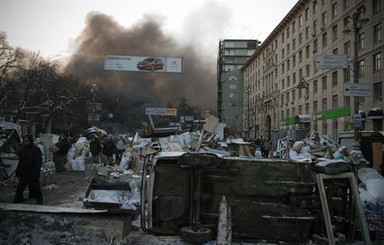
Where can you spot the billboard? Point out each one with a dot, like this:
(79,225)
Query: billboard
(143,63)
(160,111)
(333,61)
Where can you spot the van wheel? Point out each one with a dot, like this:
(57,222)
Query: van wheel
(196,235)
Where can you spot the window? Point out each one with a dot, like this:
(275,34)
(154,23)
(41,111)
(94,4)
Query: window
(300,20)
(334,78)
(335,51)
(324,104)
(335,101)
(377,6)
(377,62)
(293,27)
(347,76)
(325,39)
(346,4)
(314,6)
(288,81)
(334,33)
(323,19)
(324,83)
(315,107)
(361,41)
(377,33)
(361,68)
(347,101)
(334,10)
(347,48)
(300,56)
(377,91)
(324,127)
(300,38)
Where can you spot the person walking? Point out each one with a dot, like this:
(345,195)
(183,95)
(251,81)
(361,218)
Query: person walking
(28,171)
(120,148)
(60,153)
(109,148)
(95,148)
(267,148)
--
[REQUIREMENT]:
Rewrite every line of the entries above as a numbered list, omitting any blank lines and leaving out the pictures.

[THE RESULT]:
1. Where can you spot the billboard? Point out each one with a dot, like this:
2. (79,225)
3. Query: billboard
4. (143,63)
5. (160,111)
6. (333,61)
7. Where can you spot the van wheel? Point out each one with a dot, like this:
8. (57,222)
9. Query: van wheel
10. (196,235)
11. Where can you spot the window? Point out each one with a dot, like this:
12. (275,34)
13. (154,23)
14. (41,111)
15. (94,4)
16. Query: window
17. (300,20)
18. (334,78)
19. (335,51)
20. (324,104)
21. (335,101)
22. (377,6)
23. (377,62)
24. (293,27)
25. (347,76)
26. (325,39)
27. (346,4)
28. (314,6)
29. (288,81)
30. (334,33)
31. (323,19)
32. (324,83)
33. (315,107)
34. (361,41)
35. (377,33)
36. (361,68)
37. (347,101)
38. (334,10)
39. (347,48)
40. (300,56)
41. (377,91)
42. (324,127)
43. (300,38)
44. Where can you spot the person walking? Point out each one with a dot, like this:
45. (345,195)
46. (183,95)
47. (251,81)
48. (361,218)
49. Query: person walking
50. (28,171)
51. (120,148)
52. (60,153)
53. (109,148)
54. (95,148)
55. (267,148)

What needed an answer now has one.